◆ JOB 1:
Answer these questions from the Park Hotels & Resorts note:
(a) What Net Debt/EBITDA ratio does the note give for Park?
(b) How many rooms does the Hilton Hawaiian Village Waikiki Beach Resort have?
(c) What Royal Palm ADR does the bear case cite?

◆ SOURCE EXCERPT:
----------

Park Hotels & Resorts

PK

FAVORABLE

June 1, 2026

Research Conclusion

At $11.37 (June 2026), Park Hotels & Resorts trades at 6.3x 2026E AFFO and 8.4% dividend yield—the largest valuation discount in the U.S. hotel REIT peer set, justified by the highest leverage (6.07x Net Debt/EBITDA vs. 3.0–5.5x for peers). The triangulated fair-value range is $13–$23/share with a probability-weighted 12-month target of ~$15/share and a 2-year base-case target of ~$16–$18/share. Risk/reward is positively asymmetric for investors with a 24–36 month horizon who can tolerate dividend-cut risk in a recession scenario.

Company Overview & Moat Assessment

Park Hotels & Resorts (NYSE: PK) is the second-largest publicly traded U.S. lodging REIT, formed via a 2017 tax-free spin from Hilton Worldwide. The company owns ~37 premium-branded upper-upscale and luxury hotels totaling ~24,000 rooms across the United States, predominantly under Hilton and Marriott management agreements. The portfolio is anchored by two Hawaii flagships—the 2,860-room Hilton Hawaiian Village Waikiki Beach Resort (largest non-gaming hotel in the U.S.) and the 1,240-room Hilton Waikoloa Village—that collectively generate ~25% of EBITDA. The remainder spans convention-heavy urban markets (New Orleans, Washington DC, Chicago, Denver, Orlando) and resort destinations including South Beach Miami, where the Royal Palm property is undergoing transformative renovation. Park exited two challenged San Francisco hotels via nonrecourse CMBS default in June 2023.

▲ Bull Case

  • Royal Palm reopens on schedule with luxury-tier ADR ($500+/night), contributing $50M+ incremental annual EBITDA and driving AFFO recovery to $2.45/share by 2027E, while non-core dispositions complete and proceeds deleverage Net Debt/EBITDA to ~4.3x.
  • Multiple re-rates from 6.3x to 8.5x P/AFFO as PK joins the SHO/PEB peer group on leverage and asset quality, implying ~$20–21/share or +80%+ before dividends.
  • HHV Waikiki private market value alone (~$2.57–3.0B at $900K–$1.05M/key) exceeds entire current PK market cap (~$2.29B), creating activist optionality and a hard NAV floor that limits downside in stress scenarios.

▼ Bear Case

  • US economic slowdown compresses corporate group bookings 5–10% and softens leisure RevPAR; AFFO falls to $1.55, dividend coverage thins, multiple compresses to 6.5x → implied price ~$10/share with elevated dividend cut risk.
  • Royal Palm reopening delayed to 2027 with cost overruns and disappointing ADR ($375 vs. base $450); Hawaii ADR pressured by sustained weak Japanese visitor recovery—combined removes ~$50M EBITDA from 2027 forecast and rerates the multiple.

----------

◆ RECORDED DATA:
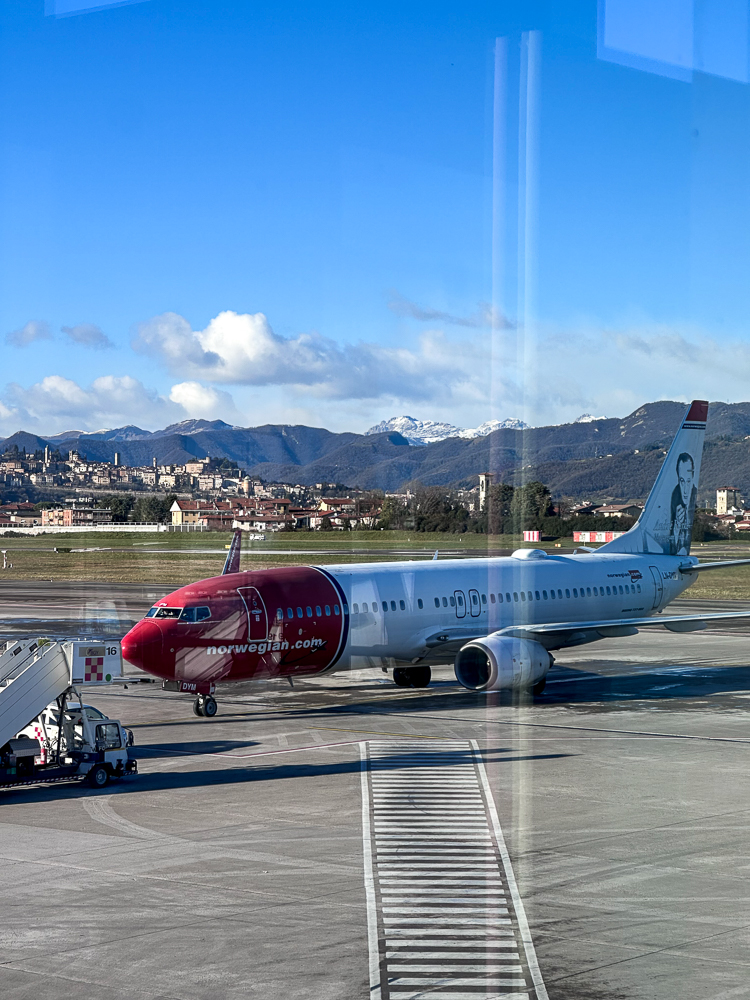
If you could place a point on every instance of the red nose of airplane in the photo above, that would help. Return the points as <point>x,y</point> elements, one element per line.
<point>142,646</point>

----------

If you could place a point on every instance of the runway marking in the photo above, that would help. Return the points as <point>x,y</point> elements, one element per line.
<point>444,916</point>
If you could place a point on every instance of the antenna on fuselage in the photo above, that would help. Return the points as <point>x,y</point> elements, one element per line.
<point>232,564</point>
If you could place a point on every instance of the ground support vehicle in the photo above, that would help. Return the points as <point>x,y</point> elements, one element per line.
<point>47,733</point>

----------

◆ JOB 2: In the entries, retype everything from the line containing "of the antenna" down to the line containing "<point>232,564</point>", both lines included.

◆ EXERCISE RESPONSE 1:
(a) 6.07x
(b) 2,860
(c) $375

◆ EXERCISE RESPONSE 2:
If you could place a point on every instance of the antenna on fuselage in the photo above, that would help. Return the points as <point>x,y</point> elements, one element per line.
<point>232,564</point>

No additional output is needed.